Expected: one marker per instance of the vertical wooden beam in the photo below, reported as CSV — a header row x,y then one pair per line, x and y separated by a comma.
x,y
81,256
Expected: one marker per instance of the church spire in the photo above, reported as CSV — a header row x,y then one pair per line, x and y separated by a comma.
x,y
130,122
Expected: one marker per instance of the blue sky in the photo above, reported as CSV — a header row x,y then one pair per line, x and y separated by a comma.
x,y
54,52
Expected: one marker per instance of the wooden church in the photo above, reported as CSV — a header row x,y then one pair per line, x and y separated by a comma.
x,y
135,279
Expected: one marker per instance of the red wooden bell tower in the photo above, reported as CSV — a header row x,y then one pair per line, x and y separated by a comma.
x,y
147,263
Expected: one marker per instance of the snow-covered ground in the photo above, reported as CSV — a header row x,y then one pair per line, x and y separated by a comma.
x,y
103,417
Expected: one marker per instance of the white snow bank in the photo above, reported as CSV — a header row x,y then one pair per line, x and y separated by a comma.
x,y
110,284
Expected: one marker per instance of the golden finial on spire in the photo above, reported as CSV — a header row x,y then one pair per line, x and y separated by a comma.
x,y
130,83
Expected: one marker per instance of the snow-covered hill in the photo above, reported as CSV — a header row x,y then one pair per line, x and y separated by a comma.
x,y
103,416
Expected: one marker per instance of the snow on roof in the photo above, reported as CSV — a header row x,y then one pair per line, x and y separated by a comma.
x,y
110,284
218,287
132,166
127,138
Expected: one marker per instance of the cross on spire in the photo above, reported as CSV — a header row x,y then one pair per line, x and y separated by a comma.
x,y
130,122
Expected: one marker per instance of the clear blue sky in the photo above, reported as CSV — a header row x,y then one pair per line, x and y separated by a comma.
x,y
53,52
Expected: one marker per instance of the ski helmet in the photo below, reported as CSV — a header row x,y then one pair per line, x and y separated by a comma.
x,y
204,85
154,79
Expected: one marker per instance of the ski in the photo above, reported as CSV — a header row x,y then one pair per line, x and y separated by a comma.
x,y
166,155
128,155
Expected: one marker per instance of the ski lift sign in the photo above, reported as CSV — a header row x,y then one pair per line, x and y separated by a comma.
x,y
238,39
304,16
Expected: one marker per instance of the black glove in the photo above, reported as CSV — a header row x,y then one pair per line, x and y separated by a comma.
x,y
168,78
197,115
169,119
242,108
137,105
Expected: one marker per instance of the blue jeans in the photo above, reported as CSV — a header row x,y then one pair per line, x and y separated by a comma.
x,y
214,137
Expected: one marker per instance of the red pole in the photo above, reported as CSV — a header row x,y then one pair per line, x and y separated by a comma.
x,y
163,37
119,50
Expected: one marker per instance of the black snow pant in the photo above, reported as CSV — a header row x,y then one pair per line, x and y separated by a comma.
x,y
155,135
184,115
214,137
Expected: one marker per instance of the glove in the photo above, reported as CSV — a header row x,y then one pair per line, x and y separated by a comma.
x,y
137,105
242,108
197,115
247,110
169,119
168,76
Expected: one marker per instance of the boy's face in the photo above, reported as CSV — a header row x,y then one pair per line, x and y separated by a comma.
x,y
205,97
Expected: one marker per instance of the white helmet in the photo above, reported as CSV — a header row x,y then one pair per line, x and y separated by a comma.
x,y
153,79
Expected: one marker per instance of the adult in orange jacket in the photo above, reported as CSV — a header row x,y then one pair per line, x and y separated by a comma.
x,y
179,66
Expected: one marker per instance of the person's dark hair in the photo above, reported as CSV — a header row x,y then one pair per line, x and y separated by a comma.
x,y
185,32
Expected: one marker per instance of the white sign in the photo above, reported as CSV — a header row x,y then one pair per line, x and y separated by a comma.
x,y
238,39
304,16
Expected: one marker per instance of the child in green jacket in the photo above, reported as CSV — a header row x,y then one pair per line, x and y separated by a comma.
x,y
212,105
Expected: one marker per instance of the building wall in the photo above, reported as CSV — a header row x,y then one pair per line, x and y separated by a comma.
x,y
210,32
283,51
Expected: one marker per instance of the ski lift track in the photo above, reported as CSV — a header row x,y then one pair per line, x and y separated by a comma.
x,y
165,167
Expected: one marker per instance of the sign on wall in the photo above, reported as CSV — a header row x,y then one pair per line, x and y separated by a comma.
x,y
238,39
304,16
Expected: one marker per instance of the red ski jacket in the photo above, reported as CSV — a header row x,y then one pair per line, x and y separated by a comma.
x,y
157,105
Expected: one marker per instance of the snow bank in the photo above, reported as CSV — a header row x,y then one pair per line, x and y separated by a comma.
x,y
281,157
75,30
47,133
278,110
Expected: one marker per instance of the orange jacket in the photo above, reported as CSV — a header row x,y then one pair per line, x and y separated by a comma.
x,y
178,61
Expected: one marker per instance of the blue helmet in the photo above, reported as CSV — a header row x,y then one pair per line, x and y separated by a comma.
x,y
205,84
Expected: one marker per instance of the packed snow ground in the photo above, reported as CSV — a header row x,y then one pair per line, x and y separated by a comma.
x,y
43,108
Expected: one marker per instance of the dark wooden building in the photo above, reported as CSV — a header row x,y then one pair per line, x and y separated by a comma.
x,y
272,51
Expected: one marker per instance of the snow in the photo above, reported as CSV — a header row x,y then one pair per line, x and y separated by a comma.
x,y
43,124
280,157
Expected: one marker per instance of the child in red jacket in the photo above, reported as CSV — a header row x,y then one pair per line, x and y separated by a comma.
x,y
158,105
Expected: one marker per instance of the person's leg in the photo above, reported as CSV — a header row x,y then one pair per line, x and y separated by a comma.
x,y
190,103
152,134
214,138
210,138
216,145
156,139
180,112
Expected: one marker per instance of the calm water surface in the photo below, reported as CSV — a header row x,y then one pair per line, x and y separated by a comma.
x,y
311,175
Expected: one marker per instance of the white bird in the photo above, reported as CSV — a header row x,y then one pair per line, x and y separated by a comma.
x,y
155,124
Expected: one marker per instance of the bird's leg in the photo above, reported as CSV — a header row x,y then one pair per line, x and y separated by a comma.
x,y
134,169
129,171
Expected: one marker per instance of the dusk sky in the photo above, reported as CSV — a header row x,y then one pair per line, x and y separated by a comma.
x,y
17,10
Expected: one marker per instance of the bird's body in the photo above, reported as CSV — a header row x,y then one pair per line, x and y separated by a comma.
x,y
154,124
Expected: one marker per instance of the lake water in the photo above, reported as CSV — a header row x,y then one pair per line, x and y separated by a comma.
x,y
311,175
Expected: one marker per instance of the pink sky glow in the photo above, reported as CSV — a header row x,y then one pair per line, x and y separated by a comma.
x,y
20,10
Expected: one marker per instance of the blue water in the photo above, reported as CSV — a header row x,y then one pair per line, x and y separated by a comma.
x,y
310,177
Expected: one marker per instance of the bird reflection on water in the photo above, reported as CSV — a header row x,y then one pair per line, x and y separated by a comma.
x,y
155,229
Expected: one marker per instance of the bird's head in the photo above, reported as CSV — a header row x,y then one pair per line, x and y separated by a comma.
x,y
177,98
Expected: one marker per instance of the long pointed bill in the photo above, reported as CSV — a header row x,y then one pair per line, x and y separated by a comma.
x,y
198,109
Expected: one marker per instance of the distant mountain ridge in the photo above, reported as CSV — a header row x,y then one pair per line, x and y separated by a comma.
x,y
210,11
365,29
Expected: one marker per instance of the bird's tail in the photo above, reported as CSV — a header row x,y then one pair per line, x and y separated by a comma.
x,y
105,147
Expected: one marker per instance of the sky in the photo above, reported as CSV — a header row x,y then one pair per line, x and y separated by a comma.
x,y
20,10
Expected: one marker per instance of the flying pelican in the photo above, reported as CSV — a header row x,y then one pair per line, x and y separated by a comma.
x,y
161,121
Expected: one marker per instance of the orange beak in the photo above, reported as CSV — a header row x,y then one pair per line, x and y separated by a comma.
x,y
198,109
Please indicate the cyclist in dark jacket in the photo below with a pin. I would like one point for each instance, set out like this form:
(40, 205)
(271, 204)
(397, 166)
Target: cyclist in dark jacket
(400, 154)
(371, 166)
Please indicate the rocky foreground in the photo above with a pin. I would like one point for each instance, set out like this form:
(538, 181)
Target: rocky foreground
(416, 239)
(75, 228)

● **Aim of the task**: Repeat precisely the lines of the data starting at the one containing "Expected: one marker per instance of the bird reflection", last line included.

● **Written response**:
Expected: one marker per instance of the bird reflection on water in the photo above, reported as CSV — a header row x,y then one pair per line, x and y separated by a comma.
x,y
155,229
Expected: one marker per instance of the bird's head in the photo above, reported as CSV — a header row x,y then one pair per line, x and y separated by a comma.
x,y
177,98
Expected: one marker per instance of the long pointed bill in the photo above, reported as CSV — a header row x,y then one pair per line, x and y separated by a comma.
x,y
198,109
Expected: one marker per instance of the distant mountain ridge in the photo above, reported as CSV — a header row x,y then one pair per line, x and y separated by a comma.
x,y
210,11
365,29
Expected: one marker per instance of the bird's tail in the photo above, reported as CSV — a header row x,y then one pair per line, x and y separated by a comma.
x,y
105,147
Expected: one marker per instance of the sky in the photo above, reported as CSV — a header row x,y then one pair per line, x and y separated by a comma.
x,y
20,10
Expected: one marker per instance of the flying pelican in the photo above, reported as CSV — a header row x,y then one pair per line, x and y separated by a comma.
x,y
161,121
Expected: one marker per instance of the orange beak in the photo above, reported as CSV — a header row x,y then one pair per line, x and y separated by a comma.
x,y
198,109
Please indicate the cyclist in dark jacket in the photo below with a pin. I would like one point for each instance, set out like this form:
(40, 205)
(271, 204)
(397, 166)
Target: cyclist in dark jacket
(400, 154)
(371, 166)
Please indicate the rocky foreground in the photo above with a pin. I would like one point for each instance, set out like this form:
(538, 181)
Target: rocky foreground
(416, 239)
(75, 228)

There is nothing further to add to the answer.